EXERCISE MATERIAL:
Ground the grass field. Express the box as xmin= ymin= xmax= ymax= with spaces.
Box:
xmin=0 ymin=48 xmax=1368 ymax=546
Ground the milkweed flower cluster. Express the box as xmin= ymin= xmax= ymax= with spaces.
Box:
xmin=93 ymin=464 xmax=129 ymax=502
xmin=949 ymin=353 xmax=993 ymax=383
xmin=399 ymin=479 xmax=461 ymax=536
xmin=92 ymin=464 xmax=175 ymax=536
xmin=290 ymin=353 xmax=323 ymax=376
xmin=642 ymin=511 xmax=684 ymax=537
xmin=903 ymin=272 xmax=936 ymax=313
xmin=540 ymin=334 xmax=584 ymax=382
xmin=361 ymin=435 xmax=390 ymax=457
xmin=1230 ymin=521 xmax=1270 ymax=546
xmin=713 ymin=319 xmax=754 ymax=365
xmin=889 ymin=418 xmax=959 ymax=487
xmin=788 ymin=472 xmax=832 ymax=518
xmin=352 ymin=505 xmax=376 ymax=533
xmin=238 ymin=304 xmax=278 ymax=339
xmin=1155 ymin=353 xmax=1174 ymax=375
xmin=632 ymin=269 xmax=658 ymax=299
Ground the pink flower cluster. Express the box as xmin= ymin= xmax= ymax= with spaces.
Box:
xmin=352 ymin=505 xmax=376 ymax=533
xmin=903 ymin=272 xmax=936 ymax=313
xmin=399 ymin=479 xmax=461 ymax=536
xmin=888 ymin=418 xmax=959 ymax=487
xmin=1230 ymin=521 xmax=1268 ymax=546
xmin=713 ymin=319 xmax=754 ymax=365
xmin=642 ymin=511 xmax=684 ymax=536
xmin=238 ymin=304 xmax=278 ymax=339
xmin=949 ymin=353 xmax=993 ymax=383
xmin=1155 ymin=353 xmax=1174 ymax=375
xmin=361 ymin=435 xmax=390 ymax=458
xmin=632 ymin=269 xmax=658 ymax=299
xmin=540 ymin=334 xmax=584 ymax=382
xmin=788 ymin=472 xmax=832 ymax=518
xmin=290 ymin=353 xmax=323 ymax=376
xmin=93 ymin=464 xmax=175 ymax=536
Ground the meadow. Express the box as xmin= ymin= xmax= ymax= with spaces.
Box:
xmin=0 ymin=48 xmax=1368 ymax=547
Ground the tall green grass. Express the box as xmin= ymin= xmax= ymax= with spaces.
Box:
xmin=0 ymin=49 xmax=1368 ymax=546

YOUR OBJECTIVE:
Give the stretch of lines from the start through the line containing "xmin=0 ymin=48 xmax=1368 ymax=546" as a two-column CSV with the headers text and answer. Each row should pair a block of wording with its answer, and each value should sit in one quoted field with its line breaks replaced by spaces.

SOLUTION FOR THIS PROBLEM:
text,answer
"Ground the grass field. Express the box as xmin= ymin= xmax= ymax= with spaces. Box:","xmin=0 ymin=48 xmax=1368 ymax=546"